Exercise instructions -
[1] Reproduce the passage of the broadband network article from "Fronting a public" to "over the trial.".
[2] In the broadband network article, what upload limit was the telehealth trial's system tweaked to suit where possible?
[3] Condense the paragraph of the broadband network article that begins "A trial of high-definition video conferencing" into one shorter sentence that keeps its main facts.

Source text -
[Start of section]

Liberal MP Paul Fletcher attacked claims made by the National Broadband Network wholesaler this week, arguing that applications and verticals that NBN Co targeted did not in fact require the network to be built.
In a 50-page dissenting report (pdf) accompanying a larger Senate report, the former Optus executive hit out at each vertical claimed by the committee as standing to benefit from the network in one way or another.
The Senate inquiry had been tasked by infrastructure minister Anthony Albanese to look into the potential role and benefits of the National Broadband Network.
"The single most striking conclusion from this inquiry is that there were very few persuasive examples given of applications which actually require the speeds that the NBN will deliver," he wrote.
Among his attacks, Fletcher brought out claims by the Department of Innovation, Industry, Science and Research that the NBN would be necessary for the country's bid to host the global telescope project, the Square Kilometre Array.
He asserted that telecommunications required for the $2.1 billion project had been served by the Federal Government's Regional Broadband Blackspot Program and education network operator AARNet.
Much of Fletcher's criticism centered around a telehealth trial conducted by Intel and General Electric, brought up at a public hearing held during the inquiry.
The trial provided 50 elderly patients in the Hunter region of NSW with in-home monitors to allow teleconferencing with nurses and ongoing monitoring.
Fronting a public committee hearing during the inquiry, Intel-GE Care Innovations Australian general manager Dr George Margelis pointed to a lack of reliable internet connections in the area with sufficient upload speeds as a cause for concern over the trial.
Where possible, the system had been tweaked to suit a 512 Kbps upload limit.
NBN Co highlighted the trial's reliance on the fibre network for ubiquity and reliability of connections, rather than speed, in a case study brochure.
The application had also been pinpointed by the majority report, fronted largely by Labor MPs, which would "fundamentally change the delivery of health services in Australia".
However, Fletcher claimed "today's networks" would be able to handle both requirements for such an application.
"For this reason, Coalition Members of the Committee deplore the fact that NBN Co claims, incorrectly, that the Intel Health Guide it is an application which requires the NBN," he wrote.
The Department of Innovation's acting head Peter Chesworth suggested that bandwidth upwards of 30 Mbps was necessary for many telehealth applications, particularly focused around hospital-to-hospital transactions.
But Fletcher claimed use of similar in-home medical systems and devices put forward by the department could be supported by 512 Kbps connections available in ADSL2+ serving areas.
A trial of high-definition video conferencing and telemetrics held in rural Victorian hospitals last year found initial requirements for a 100 Mbps connection to each hospital could be scaled back to 20 Mbps for each facility.
Those applications could also be supported by the hospitals' main fibre connections, rather than requiring dedicated links, the trial found.
Fletcher attacked the Department of Health and Ageing for failing to pinpoint the minimum bandwidth required of both patients and doctors for telemedicine.
The federal department was in the process of outlining technical standards for its telehealth rebate scheme.
The Liberal MP maintained that without proof of the minimum bandwidth required for telemedicine or similar applications, much of the case for government policy around the NBN did not stand to reason.
"Coalition Members were struck by the inability of witnesses to demonstrate a need for the speeds which the NBN is being engineered to deliver," he said.
His argument harmonised with the political party's key communications spokesperson, Malcolm Turnbull, who asserted the dearth of applications made the Labor Government's NBN a waste of money.

[End of section]

Raw data -

[Start of section]

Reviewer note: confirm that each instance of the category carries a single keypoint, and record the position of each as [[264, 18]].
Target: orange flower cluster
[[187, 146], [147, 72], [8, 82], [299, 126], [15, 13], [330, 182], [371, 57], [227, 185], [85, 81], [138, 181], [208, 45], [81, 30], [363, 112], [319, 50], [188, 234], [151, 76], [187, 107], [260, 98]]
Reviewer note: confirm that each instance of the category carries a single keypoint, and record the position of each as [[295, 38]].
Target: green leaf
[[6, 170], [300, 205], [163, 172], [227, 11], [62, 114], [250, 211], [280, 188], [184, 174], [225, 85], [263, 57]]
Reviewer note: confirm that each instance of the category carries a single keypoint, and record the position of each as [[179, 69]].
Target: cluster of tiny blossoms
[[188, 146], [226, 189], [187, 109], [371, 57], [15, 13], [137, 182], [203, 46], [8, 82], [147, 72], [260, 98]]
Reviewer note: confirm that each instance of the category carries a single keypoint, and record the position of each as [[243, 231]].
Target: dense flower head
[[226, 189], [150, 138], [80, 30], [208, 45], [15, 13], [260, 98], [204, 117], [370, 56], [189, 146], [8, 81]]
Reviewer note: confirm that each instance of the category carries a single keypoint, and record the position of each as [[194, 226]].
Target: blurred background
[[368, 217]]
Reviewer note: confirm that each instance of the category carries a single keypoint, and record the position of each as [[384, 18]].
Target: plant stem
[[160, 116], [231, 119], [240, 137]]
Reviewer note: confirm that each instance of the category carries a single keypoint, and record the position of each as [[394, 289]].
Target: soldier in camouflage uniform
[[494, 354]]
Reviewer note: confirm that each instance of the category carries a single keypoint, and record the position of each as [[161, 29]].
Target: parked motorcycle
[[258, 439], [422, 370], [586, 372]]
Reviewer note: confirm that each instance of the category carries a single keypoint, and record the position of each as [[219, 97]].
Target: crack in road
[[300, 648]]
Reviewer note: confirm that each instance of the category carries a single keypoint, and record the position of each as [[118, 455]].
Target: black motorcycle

[End of section]

Results of the tasks -
[1]
Fronting a public committee hearing during the inquiry, Intel-GE Care Innovations Australian general manager Dr George Margelis pointed to a lack of reliable internet connections in the area with sufficient upload speeds as a cause for concern over the trial.

[2] A 512 Kbps upload limit.

[3] Last year's trial of high-definition video conferencing and telemetrics in rural Victorian hospitals found that the initial requirement of 100 Mbps per hospital could be reduced to 20 Mbps per facility.